* **課題の中身**
A - 新田次郎の本の感想の「新田次郎は好きな作家でいつも本棚を探してるのだが、あまり100円だと見かけない。」から「できる面白くて爽やかな傑作。」までを、終わりの言葉も含めて書き出してください。その際「新田次郎」を「この作家」に入れ替えてください。
B - 新田次郎の本の感想を読んで、次の問いに答えてください。
(i) 書き手が手に入れた本は、何年の第何刷ですか。
(ii) この本には時代小説が何本入っていますか。
(iii) 「算士秘伝」は、何年にどの雑誌に載りましたか。
C - 新田次郎の本の感想の続きを書いてください。

* **元の文章**
==============================

新田次郎は好きな作家でいつも本棚を探してるのだが、あまり100円だと見かけない。
自分が手に入れたのは平成22年の第27刷。あれ、そんな昔からあった本なのか。時代小説の棚をチェックするようになったのは最近だからな。
時代小説9本を収録。どの作品も気象観測技術者だった新田次郎らしい、科学と技術で時代を先駆けた人々への想いを感じることのできる面白くて爽やかな傑作。
「梅雨将軍信長」(昭和39年 小説新潮)
気象予報士サムライが信長にアドバイスして桶狭間、長篠の合戦に勝利するというまさかの1本。本能寺の不吉な予言もする…という、ウソだろっ!?展開w
「鳥人伝」(昭和31年 オール読物)
生まれる時代を間違えた人の悲劇。哀れな男女に涙する。
「算士秘伝」(昭和32年 オール読物)
江戸時代の「和算」数学者たちは流派ごとに閉鎖的で、その知識が外部に知られることはまったくなかった。お家の名誉にかかわるような一匹狼数学者は命を狙われる…という、ウソだろっ!話パート2
これはドラマ化しても面白いかと思う。

==============================

* **記録の一覧**
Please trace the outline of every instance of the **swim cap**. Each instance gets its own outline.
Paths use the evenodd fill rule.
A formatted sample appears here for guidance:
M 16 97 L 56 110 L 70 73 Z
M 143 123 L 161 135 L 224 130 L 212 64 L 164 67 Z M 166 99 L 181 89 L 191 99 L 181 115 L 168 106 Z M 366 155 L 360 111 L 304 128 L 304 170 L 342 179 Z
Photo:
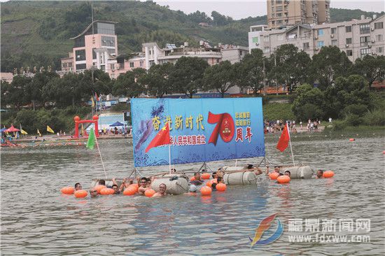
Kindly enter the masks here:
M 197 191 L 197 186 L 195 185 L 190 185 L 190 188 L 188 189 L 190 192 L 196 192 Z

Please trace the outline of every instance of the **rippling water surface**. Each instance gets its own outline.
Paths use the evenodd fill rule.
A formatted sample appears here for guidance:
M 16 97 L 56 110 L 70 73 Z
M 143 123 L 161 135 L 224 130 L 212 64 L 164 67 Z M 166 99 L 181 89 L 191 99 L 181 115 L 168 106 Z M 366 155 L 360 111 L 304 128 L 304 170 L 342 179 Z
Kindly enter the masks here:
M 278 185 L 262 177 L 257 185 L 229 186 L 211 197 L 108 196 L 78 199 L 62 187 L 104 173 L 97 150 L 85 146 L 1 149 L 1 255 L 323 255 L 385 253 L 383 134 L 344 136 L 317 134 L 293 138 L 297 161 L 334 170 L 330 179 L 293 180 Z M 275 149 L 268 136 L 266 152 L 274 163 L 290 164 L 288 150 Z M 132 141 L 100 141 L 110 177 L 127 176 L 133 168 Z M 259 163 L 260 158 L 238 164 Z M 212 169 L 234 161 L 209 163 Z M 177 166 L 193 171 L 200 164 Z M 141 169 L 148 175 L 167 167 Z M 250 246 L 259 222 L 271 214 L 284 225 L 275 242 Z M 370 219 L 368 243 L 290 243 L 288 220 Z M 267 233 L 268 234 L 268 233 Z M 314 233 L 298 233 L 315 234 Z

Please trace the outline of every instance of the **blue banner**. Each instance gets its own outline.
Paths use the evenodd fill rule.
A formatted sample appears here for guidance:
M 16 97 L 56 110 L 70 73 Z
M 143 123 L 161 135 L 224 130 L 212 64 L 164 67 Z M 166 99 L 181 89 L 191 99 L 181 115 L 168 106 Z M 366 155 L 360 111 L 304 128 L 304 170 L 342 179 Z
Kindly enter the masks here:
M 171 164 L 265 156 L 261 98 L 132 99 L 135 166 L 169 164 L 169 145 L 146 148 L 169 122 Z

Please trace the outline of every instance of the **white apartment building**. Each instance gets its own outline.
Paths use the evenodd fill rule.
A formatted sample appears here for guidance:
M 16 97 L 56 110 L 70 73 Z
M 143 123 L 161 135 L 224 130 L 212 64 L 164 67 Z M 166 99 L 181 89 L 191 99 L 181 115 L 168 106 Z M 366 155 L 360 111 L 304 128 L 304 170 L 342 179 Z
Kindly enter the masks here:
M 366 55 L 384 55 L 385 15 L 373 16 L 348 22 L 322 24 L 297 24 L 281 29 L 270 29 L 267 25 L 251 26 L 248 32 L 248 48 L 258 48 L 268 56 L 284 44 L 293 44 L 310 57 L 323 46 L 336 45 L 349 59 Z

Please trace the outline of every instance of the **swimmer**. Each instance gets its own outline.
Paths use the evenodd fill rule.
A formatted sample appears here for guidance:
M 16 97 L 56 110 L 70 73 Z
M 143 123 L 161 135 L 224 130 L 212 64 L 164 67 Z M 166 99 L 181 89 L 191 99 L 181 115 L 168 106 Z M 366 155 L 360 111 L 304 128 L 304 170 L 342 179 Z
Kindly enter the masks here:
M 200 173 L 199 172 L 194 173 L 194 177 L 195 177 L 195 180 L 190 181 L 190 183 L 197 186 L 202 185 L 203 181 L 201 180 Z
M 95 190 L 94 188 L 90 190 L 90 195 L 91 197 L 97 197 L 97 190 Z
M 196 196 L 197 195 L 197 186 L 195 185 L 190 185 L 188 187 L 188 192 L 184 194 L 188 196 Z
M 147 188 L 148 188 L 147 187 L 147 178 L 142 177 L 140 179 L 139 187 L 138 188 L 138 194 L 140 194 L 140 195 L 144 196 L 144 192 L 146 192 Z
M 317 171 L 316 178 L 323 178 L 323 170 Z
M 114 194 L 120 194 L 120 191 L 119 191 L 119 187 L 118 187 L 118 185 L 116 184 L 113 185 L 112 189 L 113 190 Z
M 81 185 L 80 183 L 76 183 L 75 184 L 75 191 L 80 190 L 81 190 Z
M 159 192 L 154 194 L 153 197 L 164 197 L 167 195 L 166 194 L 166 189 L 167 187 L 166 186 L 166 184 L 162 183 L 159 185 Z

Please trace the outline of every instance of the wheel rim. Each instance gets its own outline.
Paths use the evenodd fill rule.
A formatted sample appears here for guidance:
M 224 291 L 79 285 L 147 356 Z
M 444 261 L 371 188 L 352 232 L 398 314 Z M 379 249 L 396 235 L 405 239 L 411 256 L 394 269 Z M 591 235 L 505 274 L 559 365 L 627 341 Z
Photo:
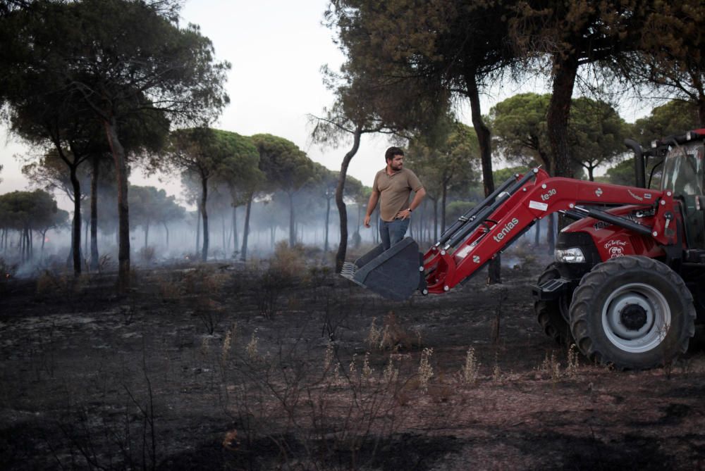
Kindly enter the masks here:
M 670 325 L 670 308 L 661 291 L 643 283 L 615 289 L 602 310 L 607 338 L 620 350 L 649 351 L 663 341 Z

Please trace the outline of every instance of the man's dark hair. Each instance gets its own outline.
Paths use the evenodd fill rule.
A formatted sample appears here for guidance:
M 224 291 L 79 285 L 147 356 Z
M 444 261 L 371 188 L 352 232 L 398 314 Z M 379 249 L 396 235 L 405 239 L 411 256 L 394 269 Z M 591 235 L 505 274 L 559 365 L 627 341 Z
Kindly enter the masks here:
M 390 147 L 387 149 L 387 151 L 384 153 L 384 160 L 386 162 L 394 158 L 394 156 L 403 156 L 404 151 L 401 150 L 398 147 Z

==============================

* **課題ごとの答え**
A -
この作家は好きな作家でいつも本棚を探してるのだが、あまり100円だと見かけない。
自分が手に入れたのは平成22年の第27刷。あれ、そんな昔からあった本なのか。時代小説の棚をチェックするようになったのは最近だからな。
時代小説9本を収録。どの作品も気象観測技術者だったこの作家らしい、科学と技術で時代を先駆けた人々への想いを感じることのできる面白くて爽やかな傑作。

B -
(i) 平成22年の第27刷
(ii) 9本
(iii) 昭和32年、オール読物

C -
「燈明堂物語」(昭和32年 講談倶楽部)
薩摩の軍船が航行するのを妨害するために、御前崎の灯台を消すように命じられた先祖代々灯台に灯をともす仕事に誇りを持ってきた人々と代官の闘い。
悲劇で終わるのか…と見せかけてハッピーエンド。老人たちは若者の恋を成就させるべきだなって話。これもドラマにするべき。
「時の日」(昭和36年 オール読物)
蘇我入鹿と中大兄皇子の日本最初の水時計「漏刻をめぐる争いを描く。気象観測エンジニアでもあった新田自身の権力者批判。
「二十一万石の数学者」(昭和38年 オール読物)
久留米藩主・有馬頼徸を描いた短編。この本の中で一番短い。「算士秘伝」と表裏をなす1本。江戸時代って進歩的な人がほんの一握りしかいなかったんだな。
「女人禁制」(昭和42年 小説現代)
大奥の勢力争いと意地の張り合いで、女人には禁じられていた富士山へ登る羽目になってしまった17歳少女の執念。これ、本当に新田次郎の作品か?って思うほどに軽いし笑いに満ちている。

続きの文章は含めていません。